Set problem >>
Reproduce the following material verbatim, preserving every line in its original order.
--------------------------------
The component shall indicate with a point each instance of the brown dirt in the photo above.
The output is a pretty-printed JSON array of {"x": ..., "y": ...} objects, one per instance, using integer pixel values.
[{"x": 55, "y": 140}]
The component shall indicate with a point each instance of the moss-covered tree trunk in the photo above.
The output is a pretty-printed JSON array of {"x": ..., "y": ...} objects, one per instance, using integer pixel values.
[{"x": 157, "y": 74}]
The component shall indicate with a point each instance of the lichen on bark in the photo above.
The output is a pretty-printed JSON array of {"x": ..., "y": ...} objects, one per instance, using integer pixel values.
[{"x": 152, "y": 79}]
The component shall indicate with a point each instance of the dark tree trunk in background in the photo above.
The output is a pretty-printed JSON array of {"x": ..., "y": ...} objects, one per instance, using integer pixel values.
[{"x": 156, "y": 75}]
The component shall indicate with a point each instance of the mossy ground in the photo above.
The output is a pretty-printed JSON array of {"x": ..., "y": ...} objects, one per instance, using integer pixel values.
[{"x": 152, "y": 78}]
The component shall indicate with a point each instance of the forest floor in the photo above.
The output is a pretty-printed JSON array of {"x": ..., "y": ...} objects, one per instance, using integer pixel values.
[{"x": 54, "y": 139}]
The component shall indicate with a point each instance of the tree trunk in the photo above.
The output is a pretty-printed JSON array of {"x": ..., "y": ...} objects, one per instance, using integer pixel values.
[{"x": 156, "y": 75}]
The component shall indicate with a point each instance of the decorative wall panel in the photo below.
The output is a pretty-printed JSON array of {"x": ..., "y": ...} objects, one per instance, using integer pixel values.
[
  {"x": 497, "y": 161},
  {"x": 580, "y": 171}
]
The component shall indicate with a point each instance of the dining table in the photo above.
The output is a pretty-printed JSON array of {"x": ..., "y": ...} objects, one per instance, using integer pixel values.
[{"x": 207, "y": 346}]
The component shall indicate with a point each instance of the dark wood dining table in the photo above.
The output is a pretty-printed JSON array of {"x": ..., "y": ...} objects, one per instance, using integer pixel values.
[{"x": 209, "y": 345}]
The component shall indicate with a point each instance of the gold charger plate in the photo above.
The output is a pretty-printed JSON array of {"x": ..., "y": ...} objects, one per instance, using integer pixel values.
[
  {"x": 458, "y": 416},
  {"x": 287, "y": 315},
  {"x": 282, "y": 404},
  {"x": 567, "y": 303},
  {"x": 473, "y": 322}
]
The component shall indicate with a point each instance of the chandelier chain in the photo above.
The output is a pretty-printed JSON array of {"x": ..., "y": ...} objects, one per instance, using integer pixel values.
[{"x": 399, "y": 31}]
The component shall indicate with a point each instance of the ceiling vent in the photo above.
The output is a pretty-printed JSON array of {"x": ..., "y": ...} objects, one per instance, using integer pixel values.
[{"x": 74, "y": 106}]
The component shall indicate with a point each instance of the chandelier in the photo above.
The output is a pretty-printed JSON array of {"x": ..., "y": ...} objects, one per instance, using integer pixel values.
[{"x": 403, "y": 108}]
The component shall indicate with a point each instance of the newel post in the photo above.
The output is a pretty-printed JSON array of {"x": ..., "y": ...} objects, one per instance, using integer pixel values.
--------------------------------
Output for this exercise >>
The component shall indicate with a point each instance of the brown dirt in the photo above.
The output is a pretty-printed JSON array of {"x": ..., "y": ...} objects, one per instance, using integer pixel values.
[{"x": 55, "y": 140}]
The component shall indicate with a point each instance of the moss-covered tree trunk in the photo above.
The output is a pretty-printed JSON array of {"x": ..., "y": ...} objects, one per instance, using integer pixel values.
[{"x": 157, "y": 74}]
The component shall indicate with a point each instance of the lichen on bark in the photo above.
The output is a pretty-printed JSON array of {"x": ..., "y": ...} objects, one per instance, using integer pixel values.
[{"x": 152, "y": 79}]
The component shall indicate with a point each instance of the dark tree trunk in background in the photo above.
The output is a pretty-printed JSON array of {"x": ..., "y": ...} objects, one per instance, using integer pixel values.
[{"x": 156, "y": 75}]
The component shall indicate with a point each instance of the mossy ground in the photo above.
The output is a pretty-printed JSON array of {"x": ..., "y": ...} objects, one per instance, using integer pixel values.
[{"x": 152, "y": 78}]
The component shall indicate with a point each instance of the forest floor in the photo above.
The output is a pretty-printed JSON array of {"x": ..., "y": ...} objects, one per instance, using integer pixel values.
[{"x": 54, "y": 139}]
The component shall indicate with a point each instance of the tree trunk in the photo above.
The output is a pretty-printed JSON array of {"x": ..., "y": ...} objects, one per instance, using integer pixel values.
[{"x": 156, "y": 75}]
The component shall indicate with a point each instance of the decorative wall panel in the photo below.
The output is a pretty-printed JSON array of {"x": ..., "y": ...} objects, one per instance, using integer pixel values.
[
  {"x": 497, "y": 161},
  {"x": 580, "y": 171}
]
The component shall indicate with a point each instance of the dining table in the photo above.
The output is a pretty-printed JSON array of {"x": ..., "y": ...} objects, one per instance, using integer pixel values.
[{"x": 207, "y": 346}]
The component shall indicate with a point each instance of the dark wood dining table in the photo above.
The output is a pretty-printed JSON array of {"x": ..., "y": ...} objects, one per instance, using integer pixel values.
[{"x": 209, "y": 345}]
The component shall indicate with a point each instance of the gold charger plate in the photo above.
The output is a pretty-printed JSON array of {"x": ..., "y": ...} objects, one per instance, using integer pixel values.
[
  {"x": 458, "y": 416},
  {"x": 287, "y": 315},
  {"x": 282, "y": 404},
  {"x": 567, "y": 303},
  {"x": 473, "y": 322}
]
The component shall indicate with a point each instance of the chandelier chain in the photo above.
The output is a pretty-printed JSON array of {"x": ..., "y": ...} objects, one per instance, using integer pixel values.
[{"x": 399, "y": 31}]
The component shall indicate with a point each instance of the ceiling vent in the photo above.
The output is a pretty-printed JSON array of {"x": ..., "y": ...} objects, one per instance, using integer pixel values.
[{"x": 74, "y": 106}]
The component shall indicate with a point each instance of the chandelier in the photo above.
The output is a pretty-printed JSON array of {"x": ..., "y": ...} objects, one per instance, using integer pixel values.
[{"x": 403, "y": 108}]
The component shall indicate with a point each instance of the newel post in the photo above.
The output is a pretty-printed JSON array of {"x": ..., "y": ...} objects, one per instance, using integer pixel values.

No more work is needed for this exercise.